» **YOUR ASSIGNMENT**: Write only the number of lines in the entries below that contain the string "child".

(Annotated photo localization data)
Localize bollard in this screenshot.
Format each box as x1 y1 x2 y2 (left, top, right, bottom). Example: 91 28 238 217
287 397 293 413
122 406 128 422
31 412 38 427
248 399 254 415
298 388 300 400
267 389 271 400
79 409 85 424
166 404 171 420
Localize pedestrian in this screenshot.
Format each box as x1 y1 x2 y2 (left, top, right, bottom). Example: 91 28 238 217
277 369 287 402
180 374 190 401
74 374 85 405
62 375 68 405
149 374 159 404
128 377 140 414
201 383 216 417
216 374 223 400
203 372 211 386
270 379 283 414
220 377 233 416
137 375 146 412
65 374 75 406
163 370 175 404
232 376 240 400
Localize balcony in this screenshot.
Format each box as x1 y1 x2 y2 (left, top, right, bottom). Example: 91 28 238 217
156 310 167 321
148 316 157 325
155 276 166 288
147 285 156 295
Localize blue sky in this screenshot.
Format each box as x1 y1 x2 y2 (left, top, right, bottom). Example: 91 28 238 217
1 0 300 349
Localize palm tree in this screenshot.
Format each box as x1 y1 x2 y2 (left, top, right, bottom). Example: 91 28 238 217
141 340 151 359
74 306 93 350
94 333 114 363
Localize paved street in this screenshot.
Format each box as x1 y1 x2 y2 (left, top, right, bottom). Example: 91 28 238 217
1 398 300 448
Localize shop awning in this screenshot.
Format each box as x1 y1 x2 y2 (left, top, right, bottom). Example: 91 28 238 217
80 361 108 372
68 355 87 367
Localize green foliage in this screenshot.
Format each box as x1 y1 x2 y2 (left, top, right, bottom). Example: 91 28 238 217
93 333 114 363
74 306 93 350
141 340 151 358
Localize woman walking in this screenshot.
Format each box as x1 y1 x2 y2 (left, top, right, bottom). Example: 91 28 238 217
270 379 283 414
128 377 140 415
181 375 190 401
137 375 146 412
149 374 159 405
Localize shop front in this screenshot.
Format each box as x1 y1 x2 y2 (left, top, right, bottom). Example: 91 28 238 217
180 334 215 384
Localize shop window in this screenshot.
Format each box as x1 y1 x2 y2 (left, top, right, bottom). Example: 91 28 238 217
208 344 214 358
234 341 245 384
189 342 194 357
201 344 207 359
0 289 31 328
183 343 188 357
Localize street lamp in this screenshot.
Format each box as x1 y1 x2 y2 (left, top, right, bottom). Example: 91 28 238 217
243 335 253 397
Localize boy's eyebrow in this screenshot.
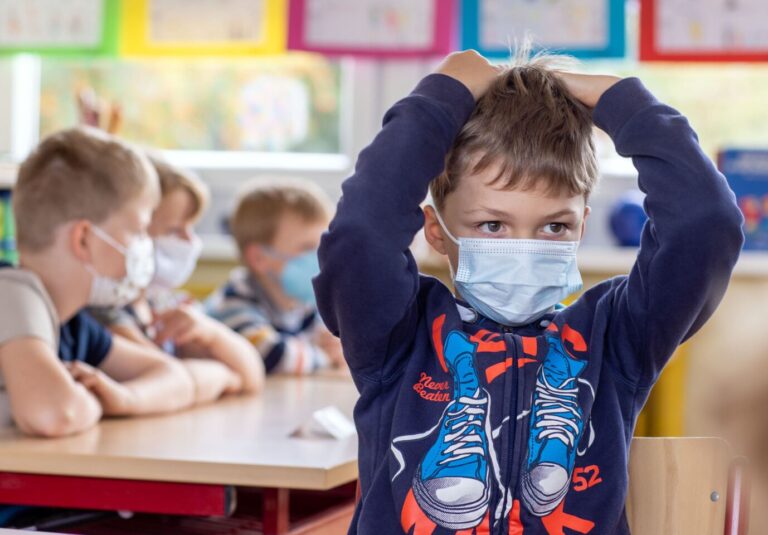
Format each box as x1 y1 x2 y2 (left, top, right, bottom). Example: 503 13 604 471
540 208 580 220
464 207 515 219
463 207 580 220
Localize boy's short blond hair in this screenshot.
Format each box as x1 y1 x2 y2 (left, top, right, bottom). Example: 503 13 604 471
14 127 159 252
147 153 209 223
230 179 332 253
430 54 598 210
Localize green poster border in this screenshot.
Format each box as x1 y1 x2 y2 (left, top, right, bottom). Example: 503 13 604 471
0 0 119 56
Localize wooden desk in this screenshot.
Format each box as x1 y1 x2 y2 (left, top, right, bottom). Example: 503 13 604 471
0 377 360 534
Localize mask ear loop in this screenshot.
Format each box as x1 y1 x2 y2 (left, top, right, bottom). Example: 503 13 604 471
90 225 128 255
430 206 460 245
429 206 461 282
83 226 128 283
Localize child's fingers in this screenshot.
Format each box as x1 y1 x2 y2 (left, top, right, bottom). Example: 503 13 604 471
174 325 200 347
66 360 95 380
67 364 104 391
155 314 193 344
77 373 102 390
153 312 183 338
153 308 176 324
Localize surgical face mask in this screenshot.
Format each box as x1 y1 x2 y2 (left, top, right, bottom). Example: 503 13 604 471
86 226 155 308
151 233 203 290
265 247 320 306
434 208 583 326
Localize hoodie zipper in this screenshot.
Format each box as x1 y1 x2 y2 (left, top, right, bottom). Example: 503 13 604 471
493 326 518 534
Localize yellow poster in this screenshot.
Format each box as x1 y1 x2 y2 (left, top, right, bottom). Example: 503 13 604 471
121 0 286 56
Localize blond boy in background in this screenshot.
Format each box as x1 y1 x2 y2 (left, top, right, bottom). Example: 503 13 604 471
90 155 264 395
0 127 239 437
206 180 344 375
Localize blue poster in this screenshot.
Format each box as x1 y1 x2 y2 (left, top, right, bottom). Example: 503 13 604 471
461 0 625 59
719 149 768 251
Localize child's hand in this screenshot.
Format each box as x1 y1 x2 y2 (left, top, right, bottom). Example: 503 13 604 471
435 50 501 101
556 72 623 108
153 305 219 349
66 361 137 416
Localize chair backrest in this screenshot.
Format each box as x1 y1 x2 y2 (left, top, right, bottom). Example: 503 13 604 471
627 437 747 535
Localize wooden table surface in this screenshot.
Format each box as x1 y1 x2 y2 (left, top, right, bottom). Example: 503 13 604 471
0 377 359 490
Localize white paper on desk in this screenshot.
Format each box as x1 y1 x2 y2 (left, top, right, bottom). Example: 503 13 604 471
292 405 357 440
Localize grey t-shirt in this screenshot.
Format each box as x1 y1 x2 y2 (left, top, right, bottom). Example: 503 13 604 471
0 268 59 352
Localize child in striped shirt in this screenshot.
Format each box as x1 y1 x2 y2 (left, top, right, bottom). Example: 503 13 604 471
206 180 344 375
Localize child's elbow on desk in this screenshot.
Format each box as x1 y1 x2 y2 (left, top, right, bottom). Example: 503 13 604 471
15 387 102 438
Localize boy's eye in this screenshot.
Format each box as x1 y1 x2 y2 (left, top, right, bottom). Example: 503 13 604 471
479 221 503 234
543 223 568 235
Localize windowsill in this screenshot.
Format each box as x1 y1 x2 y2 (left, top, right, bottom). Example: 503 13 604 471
577 247 768 279
200 234 239 262
0 162 17 188
339 243 768 281
1 152 350 186
162 150 351 172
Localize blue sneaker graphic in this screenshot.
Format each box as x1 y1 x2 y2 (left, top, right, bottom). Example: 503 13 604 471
412 331 491 530
520 335 587 516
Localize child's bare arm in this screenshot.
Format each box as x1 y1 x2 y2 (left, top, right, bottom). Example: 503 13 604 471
0 338 102 437
154 306 265 394
563 73 744 385
109 322 156 348
180 358 244 402
90 335 196 414
314 51 497 377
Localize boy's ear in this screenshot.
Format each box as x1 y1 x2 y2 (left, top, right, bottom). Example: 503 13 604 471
69 220 93 263
423 205 449 255
580 205 592 241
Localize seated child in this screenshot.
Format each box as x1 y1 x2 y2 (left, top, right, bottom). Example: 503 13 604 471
0 127 239 437
206 180 344 375
90 154 264 394
313 50 744 533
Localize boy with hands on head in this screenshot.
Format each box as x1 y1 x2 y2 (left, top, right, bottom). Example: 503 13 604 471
314 49 743 534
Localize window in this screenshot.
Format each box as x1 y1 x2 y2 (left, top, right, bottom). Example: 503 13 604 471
585 60 768 160
39 54 344 156
580 2 768 160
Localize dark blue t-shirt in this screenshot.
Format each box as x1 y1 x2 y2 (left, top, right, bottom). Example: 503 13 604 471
0 262 112 367
58 309 113 367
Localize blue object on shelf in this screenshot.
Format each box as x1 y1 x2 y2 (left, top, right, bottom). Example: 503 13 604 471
719 149 768 251
609 190 647 247
0 189 18 264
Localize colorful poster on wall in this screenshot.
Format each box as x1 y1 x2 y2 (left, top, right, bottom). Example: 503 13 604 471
287 0 455 58
719 149 768 250
640 0 768 61
120 0 286 56
0 0 118 55
461 0 625 59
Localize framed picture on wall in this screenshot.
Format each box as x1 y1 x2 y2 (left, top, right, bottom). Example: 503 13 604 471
0 0 118 56
120 0 286 56
460 0 626 59
640 0 768 61
287 0 456 58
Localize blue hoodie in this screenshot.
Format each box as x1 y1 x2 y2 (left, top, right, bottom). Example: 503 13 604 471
313 74 744 534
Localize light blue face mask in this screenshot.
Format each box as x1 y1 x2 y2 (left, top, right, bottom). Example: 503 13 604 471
434 209 583 326
265 247 321 306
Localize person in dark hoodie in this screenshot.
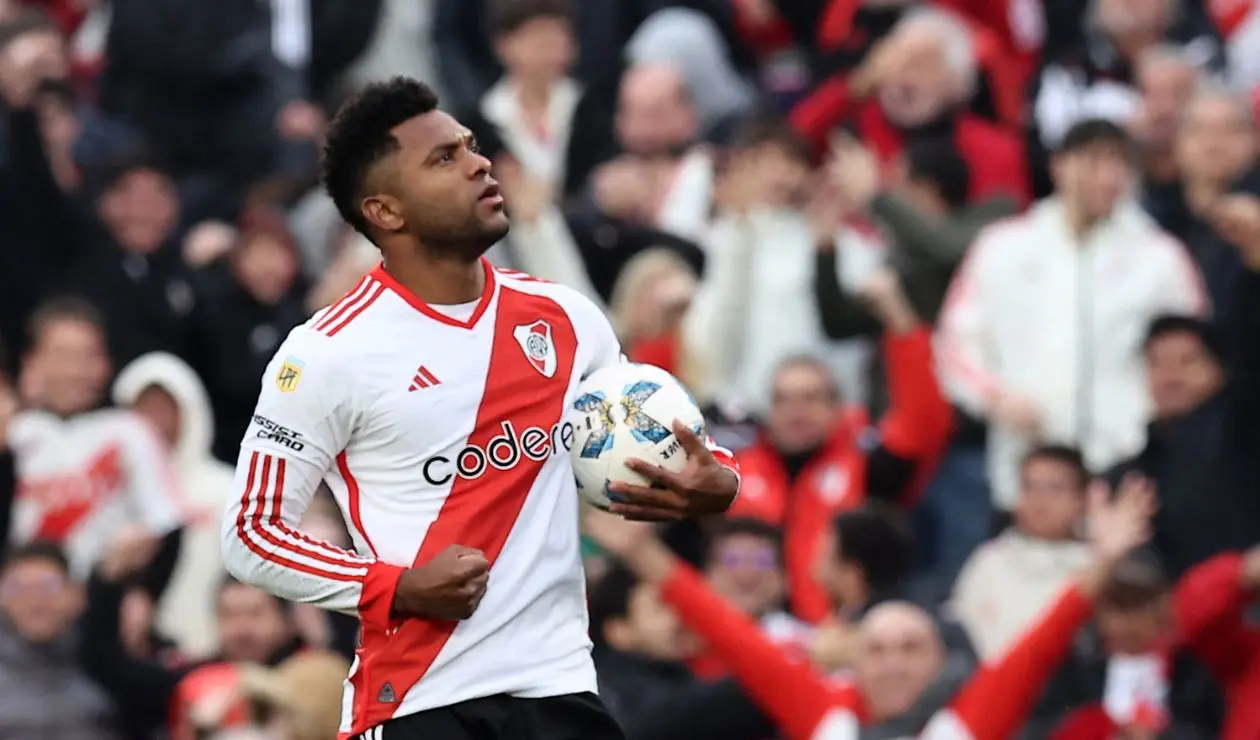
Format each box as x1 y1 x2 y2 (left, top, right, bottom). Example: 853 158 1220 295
1108 306 1260 579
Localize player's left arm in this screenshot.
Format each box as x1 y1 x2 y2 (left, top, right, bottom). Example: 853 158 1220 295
584 301 740 520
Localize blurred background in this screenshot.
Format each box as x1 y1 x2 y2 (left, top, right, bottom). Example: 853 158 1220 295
1 0 1260 738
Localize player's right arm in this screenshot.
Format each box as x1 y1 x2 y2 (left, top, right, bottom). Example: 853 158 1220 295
220 328 403 629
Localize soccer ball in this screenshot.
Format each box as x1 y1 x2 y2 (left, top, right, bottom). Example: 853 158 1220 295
568 363 706 511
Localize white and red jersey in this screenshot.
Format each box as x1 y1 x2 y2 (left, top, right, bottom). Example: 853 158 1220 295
10 408 185 578
220 259 738 738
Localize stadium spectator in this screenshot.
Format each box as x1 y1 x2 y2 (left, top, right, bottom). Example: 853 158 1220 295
721 270 952 620
462 0 614 201
80 526 307 738
586 469 1157 740
0 541 119 740
1176 545 1260 738
790 7 1029 205
1027 0 1224 196
1109 256 1260 578
111 351 235 658
1162 87 1259 350
10 298 185 585
682 116 855 404
936 118 1207 521
951 445 1094 660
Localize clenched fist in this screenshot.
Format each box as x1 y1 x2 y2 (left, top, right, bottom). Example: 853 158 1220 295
392 545 490 620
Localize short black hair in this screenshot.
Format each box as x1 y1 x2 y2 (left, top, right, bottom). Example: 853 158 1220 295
1022 444 1090 490
322 77 441 237
1144 313 1223 363
1057 117 1135 157
904 138 971 210
704 517 783 562
1097 552 1168 612
489 0 573 36
586 564 638 646
730 115 814 167
27 295 106 350
832 504 912 594
3 540 71 574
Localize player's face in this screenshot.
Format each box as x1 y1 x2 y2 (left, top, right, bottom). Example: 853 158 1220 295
388 112 509 258
25 318 110 416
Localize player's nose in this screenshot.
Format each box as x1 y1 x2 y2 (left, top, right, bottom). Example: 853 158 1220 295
468 148 492 178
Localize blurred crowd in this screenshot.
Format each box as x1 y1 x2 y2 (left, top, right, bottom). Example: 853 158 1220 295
0 0 1259 738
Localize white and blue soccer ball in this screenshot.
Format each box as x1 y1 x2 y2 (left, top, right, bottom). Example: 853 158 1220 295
569 362 706 510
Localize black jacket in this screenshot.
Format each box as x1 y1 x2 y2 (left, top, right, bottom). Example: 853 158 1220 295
1109 266 1260 579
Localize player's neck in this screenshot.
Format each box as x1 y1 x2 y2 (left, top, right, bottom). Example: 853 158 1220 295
382 254 485 306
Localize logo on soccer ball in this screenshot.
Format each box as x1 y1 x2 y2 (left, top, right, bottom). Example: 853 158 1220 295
622 381 671 444
513 320 557 378
574 392 615 459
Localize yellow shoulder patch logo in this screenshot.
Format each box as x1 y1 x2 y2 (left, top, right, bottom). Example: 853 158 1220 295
275 357 305 393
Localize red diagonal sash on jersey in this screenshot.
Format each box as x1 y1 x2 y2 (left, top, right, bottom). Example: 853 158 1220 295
349 288 578 736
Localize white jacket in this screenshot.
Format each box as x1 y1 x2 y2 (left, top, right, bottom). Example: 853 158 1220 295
113 353 235 658
950 530 1093 660
936 198 1207 508
684 208 886 411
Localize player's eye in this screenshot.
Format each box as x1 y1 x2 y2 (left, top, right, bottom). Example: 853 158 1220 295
468 140 481 155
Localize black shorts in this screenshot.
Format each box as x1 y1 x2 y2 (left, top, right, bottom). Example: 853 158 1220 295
359 692 626 740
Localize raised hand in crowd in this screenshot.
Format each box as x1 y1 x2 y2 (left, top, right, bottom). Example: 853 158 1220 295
1206 194 1260 266
97 525 162 583
825 133 881 214
592 158 654 223
0 18 64 108
859 267 918 334
1085 473 1158 568
182 220 237 268
990 389 1043 439
496 156 554 224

» **RESPONSE**: 6